═══ Selected text

# Most Embarrasing Moment?



## ShyFox (Apr 28, 2017)

What is the most embarrassing moment you've had during sex? How did you handle it?


----------



## jorgegene (May 26, 2012)

Went to a motorcycle ralley with my then g.f. we shared a motel room with an old male friend of hers.
We went to the room by ourselves thinking we were alone.

she was blowing me in the bathroom when her friend walked in.

she quickly disengaged and mumbled something rediculous like "oh, sorry, I was just trying to 
fix his zipper; it was caught!''


----------



## Young at Heart (Jan 6, 2015)

Probably close dancing with a woman who liked pelvic contact. So aroused I created a wet spot on my pants. She teased me about that with a smile saying it was pretty obvious that I liked her. Hurriedly retreated with her out of the dance to the privacy of my car, where we continued the "discussion."


----------



## arbitrator (Feb 13, 2012)

*Try hammering away at it, all while being in the most pleasurable throes of imminence in reaching "Shangra-la," when suddenly, and without any kind of warning, you develop and experience an excruciatingly painful and most unwelcome "Charlie-horse" in your hamstring area that makes you think that someone is simply ripping the muscle away from the bone, causing you to hurriedly "pull out" and to jump around naked all over the confines of the boudoir like some kind of village idiot, all while your lady love is simply laughing her a$$ off, just having the time of her life watching you flail about, all while your manhood physically shrinks from its once proud state of masculinity right down to something just barely short of femininity!

Three kinds of pain involved within that entire process as I see it: (1) the severe muscular pain that is occurring in your hamstring, (2) the pain that your ego suffers from being laughed at by an audience of one, and (3) the later occurrence of the "blue-balls," from not being able to successfully release!*


----------



## rockon (May 18, 2016)

Did leec change his username?


----------



## arbitrator (Feb 13, 2012)

rockon said:


> Did leec change his username?


*Just who in the hell is leec? They don't appear to be banned or anything!*


----------



## Andy1001 (Jun 29, 2016)

I still blush when I think about this.I was in Ireland on vacation and I was in a bar with some cousins,there was a really gorgeous girl sitting with another girl and a guy at the bar.I went up to buy a round and got talking to them.(Different accent always breaks the ice)and it turned out they were siblings and the guys wife was in hospital having a baby.She had been having a difficult pregnancy and had been in hospital for a few days.He had a couple of beers and left to go back to the hospital but only one sister went with him,the pretty one stayed with me.We went to a nightclub and then back to her place that she shared with her sister.

══════
═══ Raw data

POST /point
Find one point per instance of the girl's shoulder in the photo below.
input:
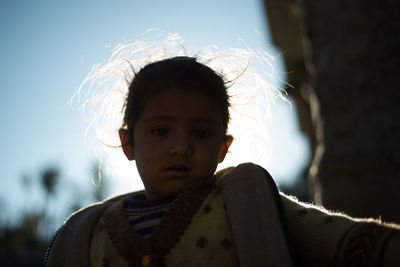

══════

Assignment A:
List every username that heads a post in the thread about embarrassing moments, naming each one only once.
Assignment B:
Print the part of the thread about embarrassing moments word for word, starting at "I still blush" and ending at "with her sister.".
Assignment C:
Pick up the thread about embarrassing moments right after its final sentence and keep it going.
The material has nothing to do with the thread about embarrassing moments.

Expected output A:
ShyFox, jorgegene, Young at Heart, arbitrator, rockon, Andy1001

Expected output B:
I still blush when I think about this.I was in Ireland on vacation and I was in a bar with some cousins,there was a really gorgeous girl sitting with another girl and a guy at the bar.I went up to buy a round and got talking to them.(Different accent always breaks the ice)and it turned out they were siblings and the guys wife was in hospital having a baby.She had been having a difficult pregnancy and had been in hospital for a few days.He had a couple of beers and left to go back to the hospital but only one sister went with him,the pretty one stayed with me.We went to a nightclub and then back to her place that she shared with her sister.

Expected output C:
In the middle of some of the best sex I had ever had her bedroom door swung open and it was her mother come to tell her she had a new baby niece,her father was waiting downstairs.All hell broke loose.


----------



## rockon (May 18, 2016)

arbitrator said:


> *Just who in the hell is leec? They don't appear to be banned or anything!*


leec is a user who posts nonsensical threads on varying subjects and never, ever responds to his threads (or anyone elses for that matter).

Some believe he is a spam bot.


----------



## Andy1001 (Jun 29, 2016)

.Leec is a figment of the imagination of @SunCMars,he asks straightforward questions that can't be misinterpreted.


----------



## Satya (Jun 22, 2012)

When Constable Odo and I were living the early dating days, I had a bad queefing episode during sex. It just happened so suddenly that we both stopped and laughed. My laughter caused it to happen about 10 more times, each time we'd laugh harder and started tickling each other, rolling around on the bed. Although it's incredibly amusing to remember, it is actually one of my fondest memories of us. Not sure I'd tell it to the grandchildren, though.


----------



## SunCMars (Feb 29, 2016)

Andy1001 said:


> .Leec is a figment of the imagination of @SunCMars,he asks straightforward questions that can't be misinterpreted.


Yikes...

Exposed my bare ass on Broadway.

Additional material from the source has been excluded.